(Beginning of Provided information)

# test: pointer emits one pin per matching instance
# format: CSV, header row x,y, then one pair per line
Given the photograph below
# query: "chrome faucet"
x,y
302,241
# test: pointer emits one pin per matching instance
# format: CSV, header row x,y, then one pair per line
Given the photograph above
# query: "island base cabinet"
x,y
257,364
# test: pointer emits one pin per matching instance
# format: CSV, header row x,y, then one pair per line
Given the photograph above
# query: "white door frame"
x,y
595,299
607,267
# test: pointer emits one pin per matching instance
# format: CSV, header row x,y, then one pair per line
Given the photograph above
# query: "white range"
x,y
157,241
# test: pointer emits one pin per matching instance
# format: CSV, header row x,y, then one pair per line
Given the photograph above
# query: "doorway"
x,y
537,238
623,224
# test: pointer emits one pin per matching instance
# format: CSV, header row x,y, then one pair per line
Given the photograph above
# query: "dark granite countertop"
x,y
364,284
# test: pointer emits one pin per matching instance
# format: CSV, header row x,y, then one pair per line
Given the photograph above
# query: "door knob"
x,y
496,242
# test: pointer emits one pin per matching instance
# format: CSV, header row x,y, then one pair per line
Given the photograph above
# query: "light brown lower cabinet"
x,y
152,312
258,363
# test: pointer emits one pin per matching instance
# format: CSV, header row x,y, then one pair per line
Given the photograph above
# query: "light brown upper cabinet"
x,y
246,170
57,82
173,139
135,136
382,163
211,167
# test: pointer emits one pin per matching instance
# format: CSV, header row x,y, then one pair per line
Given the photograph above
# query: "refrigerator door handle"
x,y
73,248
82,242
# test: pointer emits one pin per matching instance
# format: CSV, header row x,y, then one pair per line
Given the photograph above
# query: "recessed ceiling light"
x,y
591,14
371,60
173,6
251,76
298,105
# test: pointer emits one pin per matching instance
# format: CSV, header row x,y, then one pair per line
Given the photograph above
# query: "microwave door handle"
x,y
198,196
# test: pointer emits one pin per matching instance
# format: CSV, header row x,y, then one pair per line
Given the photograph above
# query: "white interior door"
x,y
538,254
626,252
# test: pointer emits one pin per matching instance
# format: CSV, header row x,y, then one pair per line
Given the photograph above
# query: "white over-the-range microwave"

(End of Provided information)

### Description of the task
Each line above must be printed exactly as it appears.

### Task response
# test: pointer emits one pin per matching instance
# format: CSV, header row x,y, then one pair per line
Given the photograph below
# query: "chrome faucet"
x,y
302,241
# test: pointer emits one pin per matching instance
# format: CSV, header row x,y, then one pair per line
Given the photograph above
# query: "island base cabinet"
x,y
257,364
# test: pointer emits one pin per matching instance
# format: CSV, header row x,y, then one pair per line
Given the photograph above
# query: "white door frame"
x,y
595,299
607,267
# test: pointer emits one pin per matching instance
# format: CSV, header row x,y, then one pair per line
Given the photograph above
# query: "white range"
x,y
157,241
# test: pointer emits one pin per matching instance
# format: CSV, header row x,y, then one pair per line
Given the photograph above
# query: "doorway"
x,y
537,238
623,224
# test: pointer emits one pin per matching instance
# format: CSV, header row x,y, then one pair per line
Given the photograph above
# query: "dark granite countertop"
x,y
364,284
# test: pointer emits one pin per matching instance
# format: CSV, header row x,y, then one pair per line
Given the photograph above
# query: "door knob"
x,y
496,242
# test: pointer emits one pin per matching instance
# format: CSV, header row x,y, then one pair per line
Given the photograph above
# query: "light brown lower cabinet"
x,y
152,312
258,363
# test: pointer emits one pin per matching instance
# format: CSV, header row x,y, then one pair per line
Given the photograph above
# query: "light brown upper cabinet"
x,y
246,170
57,82
173,139
135,136
382,163
211,167
# test: pointer emits one pin per matching instance
# format: CSV, header row x,y, then one pair per line
Given the photograph above
# query: "refrigerator door handle"
x,y
73,248
82,242
# test: pointer emits one pin per matching instance
# format: CSV, header row x,y, then one pair per line
Given the photograph above
# query: "recessed ceiling light"
x,y
591,14
371,60
173,6
251,76
298,105
# test: pointer emits one pin per matching instance
# format: CSV, header row x,y, then one pair per line
Given the photograph above
# query: "microwave door handle"
x,y
198,196
# test: pointer emits one pin per matching instance
# format: CSV, header row x,y, then one pair per line
Given the photograph above
# query: "white interior door"
x,y
538,254
626,252
# test: pointer emits one pin per matching instance
# format: CSV, header row x,y, then one pair per line
Given the photograph above
# query: "white over-the-range microwave"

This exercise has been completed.